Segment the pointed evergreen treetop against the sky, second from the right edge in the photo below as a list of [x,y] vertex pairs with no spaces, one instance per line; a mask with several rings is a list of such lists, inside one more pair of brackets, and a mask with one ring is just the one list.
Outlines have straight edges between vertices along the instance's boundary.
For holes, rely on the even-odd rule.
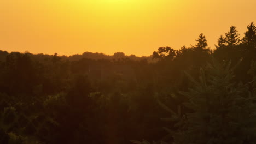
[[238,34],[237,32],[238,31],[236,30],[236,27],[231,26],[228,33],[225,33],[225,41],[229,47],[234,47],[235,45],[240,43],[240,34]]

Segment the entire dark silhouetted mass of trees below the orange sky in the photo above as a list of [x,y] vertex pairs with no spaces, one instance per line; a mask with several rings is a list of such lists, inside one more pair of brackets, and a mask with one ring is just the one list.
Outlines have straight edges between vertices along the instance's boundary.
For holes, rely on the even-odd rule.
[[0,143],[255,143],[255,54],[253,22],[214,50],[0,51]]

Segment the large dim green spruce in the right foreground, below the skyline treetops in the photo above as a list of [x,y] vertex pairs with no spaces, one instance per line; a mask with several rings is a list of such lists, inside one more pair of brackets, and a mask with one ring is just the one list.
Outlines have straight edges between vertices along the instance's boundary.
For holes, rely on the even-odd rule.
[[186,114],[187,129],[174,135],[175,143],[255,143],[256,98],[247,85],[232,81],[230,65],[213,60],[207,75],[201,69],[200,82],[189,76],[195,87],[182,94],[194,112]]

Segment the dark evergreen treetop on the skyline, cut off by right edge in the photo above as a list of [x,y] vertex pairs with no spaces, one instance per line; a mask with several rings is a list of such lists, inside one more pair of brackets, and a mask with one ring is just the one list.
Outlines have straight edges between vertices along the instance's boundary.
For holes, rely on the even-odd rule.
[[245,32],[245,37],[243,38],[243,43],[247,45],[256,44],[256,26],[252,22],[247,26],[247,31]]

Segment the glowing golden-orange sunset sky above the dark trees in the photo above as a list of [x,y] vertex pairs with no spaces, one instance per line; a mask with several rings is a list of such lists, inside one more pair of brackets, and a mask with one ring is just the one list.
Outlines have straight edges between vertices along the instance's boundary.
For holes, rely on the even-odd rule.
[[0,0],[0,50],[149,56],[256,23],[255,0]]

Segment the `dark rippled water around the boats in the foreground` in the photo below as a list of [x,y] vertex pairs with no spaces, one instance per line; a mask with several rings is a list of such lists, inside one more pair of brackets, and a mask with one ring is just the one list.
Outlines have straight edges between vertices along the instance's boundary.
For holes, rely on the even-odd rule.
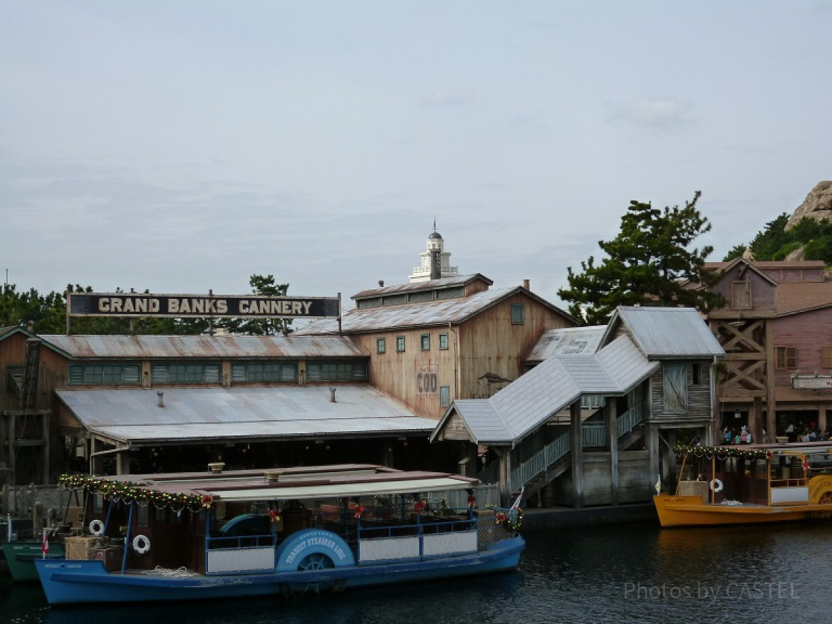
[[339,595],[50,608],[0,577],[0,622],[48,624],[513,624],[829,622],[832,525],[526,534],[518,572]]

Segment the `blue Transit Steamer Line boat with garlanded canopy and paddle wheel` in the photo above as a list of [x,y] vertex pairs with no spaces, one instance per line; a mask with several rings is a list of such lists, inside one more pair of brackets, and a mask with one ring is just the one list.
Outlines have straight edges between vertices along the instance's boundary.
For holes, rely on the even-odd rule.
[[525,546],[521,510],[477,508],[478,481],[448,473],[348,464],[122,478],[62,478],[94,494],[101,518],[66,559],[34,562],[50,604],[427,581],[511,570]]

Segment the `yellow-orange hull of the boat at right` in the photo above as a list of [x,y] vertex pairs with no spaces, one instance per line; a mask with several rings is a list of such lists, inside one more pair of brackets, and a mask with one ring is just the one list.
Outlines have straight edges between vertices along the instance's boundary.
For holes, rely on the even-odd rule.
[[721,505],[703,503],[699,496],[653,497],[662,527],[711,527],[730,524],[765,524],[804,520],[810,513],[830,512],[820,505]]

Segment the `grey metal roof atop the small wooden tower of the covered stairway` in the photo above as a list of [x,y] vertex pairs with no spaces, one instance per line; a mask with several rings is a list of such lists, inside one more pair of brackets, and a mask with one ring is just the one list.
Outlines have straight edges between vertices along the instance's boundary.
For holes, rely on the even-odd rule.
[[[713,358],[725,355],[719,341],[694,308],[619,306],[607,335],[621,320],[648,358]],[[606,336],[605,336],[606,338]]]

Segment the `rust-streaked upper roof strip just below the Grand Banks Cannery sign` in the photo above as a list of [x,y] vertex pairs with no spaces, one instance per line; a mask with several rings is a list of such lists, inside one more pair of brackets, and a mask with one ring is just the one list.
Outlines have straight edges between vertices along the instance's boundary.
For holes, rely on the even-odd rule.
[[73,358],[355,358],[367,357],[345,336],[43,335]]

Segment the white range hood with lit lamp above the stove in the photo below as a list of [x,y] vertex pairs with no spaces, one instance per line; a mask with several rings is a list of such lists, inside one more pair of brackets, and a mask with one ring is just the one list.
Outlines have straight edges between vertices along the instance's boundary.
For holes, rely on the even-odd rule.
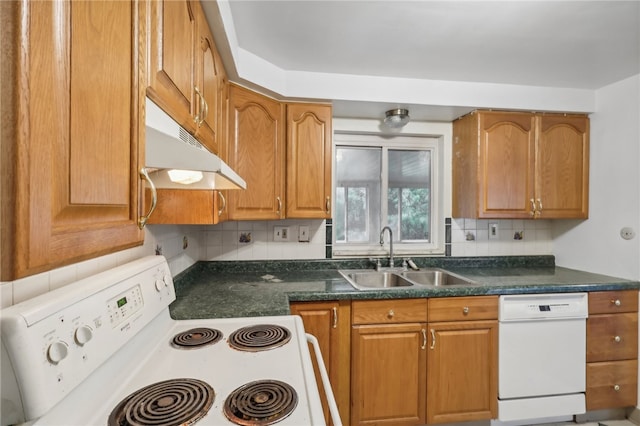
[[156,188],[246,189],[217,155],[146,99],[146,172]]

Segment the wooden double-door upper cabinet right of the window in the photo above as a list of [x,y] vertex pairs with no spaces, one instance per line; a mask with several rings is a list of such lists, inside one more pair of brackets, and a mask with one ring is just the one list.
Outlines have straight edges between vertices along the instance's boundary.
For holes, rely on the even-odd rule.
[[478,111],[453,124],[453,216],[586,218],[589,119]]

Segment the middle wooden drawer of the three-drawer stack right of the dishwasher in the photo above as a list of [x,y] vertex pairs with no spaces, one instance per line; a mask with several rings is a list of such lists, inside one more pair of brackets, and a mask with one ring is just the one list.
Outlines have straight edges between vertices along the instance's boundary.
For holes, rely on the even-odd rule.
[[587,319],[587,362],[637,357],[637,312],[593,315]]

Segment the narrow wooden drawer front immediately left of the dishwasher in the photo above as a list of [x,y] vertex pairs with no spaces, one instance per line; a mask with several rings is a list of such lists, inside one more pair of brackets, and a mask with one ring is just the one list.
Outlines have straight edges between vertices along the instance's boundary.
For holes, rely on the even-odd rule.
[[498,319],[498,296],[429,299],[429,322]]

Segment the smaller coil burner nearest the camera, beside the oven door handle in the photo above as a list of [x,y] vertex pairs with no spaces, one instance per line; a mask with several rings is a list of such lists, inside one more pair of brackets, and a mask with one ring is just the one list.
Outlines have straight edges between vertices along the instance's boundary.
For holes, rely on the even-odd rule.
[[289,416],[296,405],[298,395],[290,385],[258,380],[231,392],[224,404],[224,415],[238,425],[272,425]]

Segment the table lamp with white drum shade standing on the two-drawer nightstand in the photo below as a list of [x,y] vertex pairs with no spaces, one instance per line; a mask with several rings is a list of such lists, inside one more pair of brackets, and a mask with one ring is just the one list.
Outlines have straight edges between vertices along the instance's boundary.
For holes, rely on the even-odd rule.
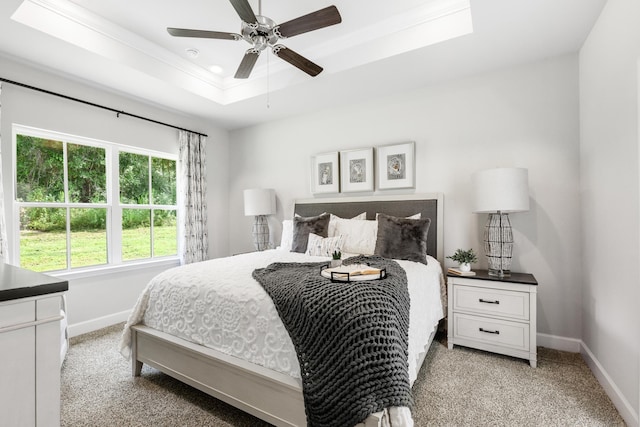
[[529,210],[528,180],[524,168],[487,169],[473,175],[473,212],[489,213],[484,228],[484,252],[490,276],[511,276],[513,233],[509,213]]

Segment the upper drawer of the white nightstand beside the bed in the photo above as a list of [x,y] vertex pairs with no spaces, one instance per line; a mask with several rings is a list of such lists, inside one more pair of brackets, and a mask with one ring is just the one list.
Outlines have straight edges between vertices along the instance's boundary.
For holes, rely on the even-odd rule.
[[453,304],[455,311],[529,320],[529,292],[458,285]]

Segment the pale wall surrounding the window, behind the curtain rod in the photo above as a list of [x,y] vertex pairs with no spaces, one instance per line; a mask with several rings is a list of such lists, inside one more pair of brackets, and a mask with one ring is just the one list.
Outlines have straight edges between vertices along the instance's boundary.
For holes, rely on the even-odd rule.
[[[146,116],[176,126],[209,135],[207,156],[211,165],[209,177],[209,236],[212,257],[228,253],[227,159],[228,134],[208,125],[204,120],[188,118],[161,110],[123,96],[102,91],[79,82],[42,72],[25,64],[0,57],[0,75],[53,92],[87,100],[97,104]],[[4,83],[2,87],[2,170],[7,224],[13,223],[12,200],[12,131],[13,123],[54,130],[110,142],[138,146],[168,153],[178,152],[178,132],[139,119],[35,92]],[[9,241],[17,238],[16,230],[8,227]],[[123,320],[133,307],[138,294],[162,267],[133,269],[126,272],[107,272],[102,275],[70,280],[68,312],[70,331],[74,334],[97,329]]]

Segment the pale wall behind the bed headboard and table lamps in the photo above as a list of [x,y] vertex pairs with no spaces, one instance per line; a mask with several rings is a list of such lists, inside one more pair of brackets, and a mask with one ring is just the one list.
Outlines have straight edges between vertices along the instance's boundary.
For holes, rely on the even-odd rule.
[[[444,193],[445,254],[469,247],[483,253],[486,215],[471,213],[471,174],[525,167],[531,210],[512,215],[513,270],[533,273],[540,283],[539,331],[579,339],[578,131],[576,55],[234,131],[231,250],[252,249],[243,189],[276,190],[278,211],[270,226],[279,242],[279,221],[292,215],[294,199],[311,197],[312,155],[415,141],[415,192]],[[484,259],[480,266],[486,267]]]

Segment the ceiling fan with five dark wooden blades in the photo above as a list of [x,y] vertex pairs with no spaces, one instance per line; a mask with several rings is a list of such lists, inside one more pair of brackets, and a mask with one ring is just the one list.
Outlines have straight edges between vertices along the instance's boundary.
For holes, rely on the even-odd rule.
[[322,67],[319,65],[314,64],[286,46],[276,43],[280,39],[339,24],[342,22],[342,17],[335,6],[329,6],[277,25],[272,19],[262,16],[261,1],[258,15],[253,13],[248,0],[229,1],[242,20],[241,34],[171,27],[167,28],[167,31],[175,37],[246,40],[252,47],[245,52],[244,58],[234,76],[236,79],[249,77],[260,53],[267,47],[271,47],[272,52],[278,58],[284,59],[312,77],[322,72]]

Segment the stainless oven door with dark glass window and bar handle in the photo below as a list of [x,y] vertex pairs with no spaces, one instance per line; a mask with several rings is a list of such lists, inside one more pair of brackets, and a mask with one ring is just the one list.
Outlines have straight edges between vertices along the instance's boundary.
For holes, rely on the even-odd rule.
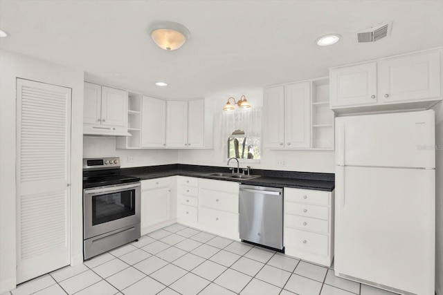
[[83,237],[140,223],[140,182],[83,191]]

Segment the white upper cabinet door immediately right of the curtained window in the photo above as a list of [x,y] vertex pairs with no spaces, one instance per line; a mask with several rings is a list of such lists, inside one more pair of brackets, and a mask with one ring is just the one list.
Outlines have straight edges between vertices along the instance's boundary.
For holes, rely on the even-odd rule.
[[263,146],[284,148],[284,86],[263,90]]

━━━━━━━━━━━━━━━━

**Task statement**
Find the lines above that contain "table" and report their number, without comment.

**Completed exercise**
2